■ Problems
A: According to the Riot Fest excerpt, how many years had passed since The Replacements last played a show in the U.S.?
B: Extend the Riot Fest excerpt, starting after its final sentence.

I hope I’m not being presumptive about the kinds of things the average AD reader gets up to when I say that it’s probably been a while since you’ve been in a full-on mosh pit. It’s okay. It had been for me, too. But moments into Rancid’s exuberant set this Saturday evening, which fell roughly halfway through the three-day battle of Chicago’s Riot Fest, I felt the crowd push and pull like a great wave, and the gulf opened and then closed around me. At one point, pinched between two dudes big enough to beat up Lars Frederiksen, I felt my feet leave the ground. I was literally forced to dance.

It’s in this way that it only makes sense for The Replacements (The Replacements!) to have played their first U.S. show in 22 years at Riot Fest, the punk festival that graduated from the Chicago clubs and celebrated its second year in Humboldt Park by booking just about every band to grace the pages of Michael Azerrad’s seminal Our Band Could Be Your Life: Dinosaur Jr., Mission of Burma (with Shellac’s Bob Weston manipulating the sound), Keith Morris’ pigment-deprived Flag, Bob Mould sans Hüskers. There was even a serviceable D. Boon in bizarro Sublime frontman Rome. X was there, and so was Peter Hook, who wore a lime-green t-shirt and casually tossed “Ceremony” into his Joy Division set.

■ Supplied records
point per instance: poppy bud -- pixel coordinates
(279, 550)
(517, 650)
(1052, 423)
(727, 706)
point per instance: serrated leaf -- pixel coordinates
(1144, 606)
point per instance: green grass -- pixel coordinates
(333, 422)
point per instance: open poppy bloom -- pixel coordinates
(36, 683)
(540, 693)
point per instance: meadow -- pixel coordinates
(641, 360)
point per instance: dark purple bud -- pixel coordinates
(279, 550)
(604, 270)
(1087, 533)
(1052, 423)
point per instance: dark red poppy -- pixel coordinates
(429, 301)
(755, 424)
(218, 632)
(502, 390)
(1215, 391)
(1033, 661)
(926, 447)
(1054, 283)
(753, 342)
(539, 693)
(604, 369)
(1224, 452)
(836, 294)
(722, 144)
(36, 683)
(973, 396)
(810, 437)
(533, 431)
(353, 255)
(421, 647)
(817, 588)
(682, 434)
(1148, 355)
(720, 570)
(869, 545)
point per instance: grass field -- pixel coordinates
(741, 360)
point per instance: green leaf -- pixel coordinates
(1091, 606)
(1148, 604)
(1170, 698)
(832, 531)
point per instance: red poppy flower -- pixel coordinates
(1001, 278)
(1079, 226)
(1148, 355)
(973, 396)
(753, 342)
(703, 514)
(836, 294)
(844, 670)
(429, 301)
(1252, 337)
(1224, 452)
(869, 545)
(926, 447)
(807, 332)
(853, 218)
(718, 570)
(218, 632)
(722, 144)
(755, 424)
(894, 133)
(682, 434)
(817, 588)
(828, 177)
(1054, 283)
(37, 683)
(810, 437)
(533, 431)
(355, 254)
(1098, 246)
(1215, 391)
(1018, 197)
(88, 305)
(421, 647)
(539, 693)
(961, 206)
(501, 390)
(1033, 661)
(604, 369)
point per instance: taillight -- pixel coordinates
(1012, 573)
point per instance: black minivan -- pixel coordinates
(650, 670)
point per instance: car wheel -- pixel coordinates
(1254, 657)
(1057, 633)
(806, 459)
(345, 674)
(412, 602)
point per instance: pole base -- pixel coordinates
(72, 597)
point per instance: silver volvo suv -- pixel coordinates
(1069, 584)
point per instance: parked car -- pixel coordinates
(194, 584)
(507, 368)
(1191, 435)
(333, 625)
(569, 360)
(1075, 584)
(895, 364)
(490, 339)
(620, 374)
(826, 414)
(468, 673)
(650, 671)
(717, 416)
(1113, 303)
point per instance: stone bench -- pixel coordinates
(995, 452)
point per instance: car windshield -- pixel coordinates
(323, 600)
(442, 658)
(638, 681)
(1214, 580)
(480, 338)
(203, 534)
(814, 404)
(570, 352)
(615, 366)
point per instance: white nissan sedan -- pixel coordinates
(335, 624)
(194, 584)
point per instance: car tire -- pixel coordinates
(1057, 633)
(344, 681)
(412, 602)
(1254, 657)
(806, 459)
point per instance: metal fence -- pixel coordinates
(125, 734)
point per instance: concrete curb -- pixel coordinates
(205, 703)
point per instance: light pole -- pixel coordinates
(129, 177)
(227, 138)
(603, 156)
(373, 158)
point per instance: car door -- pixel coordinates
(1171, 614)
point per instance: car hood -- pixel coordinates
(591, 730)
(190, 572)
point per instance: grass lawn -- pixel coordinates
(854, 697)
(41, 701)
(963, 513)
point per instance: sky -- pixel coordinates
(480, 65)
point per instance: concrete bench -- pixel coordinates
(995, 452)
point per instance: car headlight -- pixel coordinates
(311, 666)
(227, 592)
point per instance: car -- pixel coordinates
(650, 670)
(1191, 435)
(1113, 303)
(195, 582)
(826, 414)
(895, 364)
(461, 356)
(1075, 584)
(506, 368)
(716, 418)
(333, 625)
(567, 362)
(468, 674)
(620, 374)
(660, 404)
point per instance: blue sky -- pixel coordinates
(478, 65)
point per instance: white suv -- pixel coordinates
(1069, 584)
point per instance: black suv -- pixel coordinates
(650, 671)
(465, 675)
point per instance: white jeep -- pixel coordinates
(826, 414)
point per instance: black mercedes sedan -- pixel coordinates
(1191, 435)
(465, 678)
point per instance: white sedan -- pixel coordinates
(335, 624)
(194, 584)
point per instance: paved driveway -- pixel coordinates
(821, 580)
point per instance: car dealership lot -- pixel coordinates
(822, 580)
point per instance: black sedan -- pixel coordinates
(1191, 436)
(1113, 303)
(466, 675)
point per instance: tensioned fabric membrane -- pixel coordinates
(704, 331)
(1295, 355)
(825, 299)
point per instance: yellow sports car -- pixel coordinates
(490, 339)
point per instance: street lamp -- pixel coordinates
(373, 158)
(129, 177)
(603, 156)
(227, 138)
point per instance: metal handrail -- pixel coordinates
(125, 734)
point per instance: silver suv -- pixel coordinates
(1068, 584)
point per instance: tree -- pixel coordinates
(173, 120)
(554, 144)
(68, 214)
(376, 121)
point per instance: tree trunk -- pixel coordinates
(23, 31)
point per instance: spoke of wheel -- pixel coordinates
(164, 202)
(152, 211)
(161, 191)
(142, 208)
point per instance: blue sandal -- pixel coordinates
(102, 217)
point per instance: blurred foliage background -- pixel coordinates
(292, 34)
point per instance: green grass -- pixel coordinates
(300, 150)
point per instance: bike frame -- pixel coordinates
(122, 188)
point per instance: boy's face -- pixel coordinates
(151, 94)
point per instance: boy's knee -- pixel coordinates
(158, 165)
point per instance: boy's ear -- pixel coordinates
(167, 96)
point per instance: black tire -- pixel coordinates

■ The replies
A: 22 years.

B:
You don’t need me to tell you what the crowds were like at these shows. Head-bobbing, appreciative, a slight fog hanging over the area in front of the stage. After a downpour on Sunday morning, a huge gap formed around the mudhole that is usually a baseball diamond situated near the front of the Roots Stage, giving one middle-aged Mission of Burma fan the room to wild-out to “That’s When I Reached for My Revolver” like it was 1981. That gap filled up with Against Me! fans before Burma even finished tearing down. Meanwhile, across the park, an aging Mike Muir was leading a circle pit the size of an Olympic pool through a battery of Suicidal Tendencies oldies.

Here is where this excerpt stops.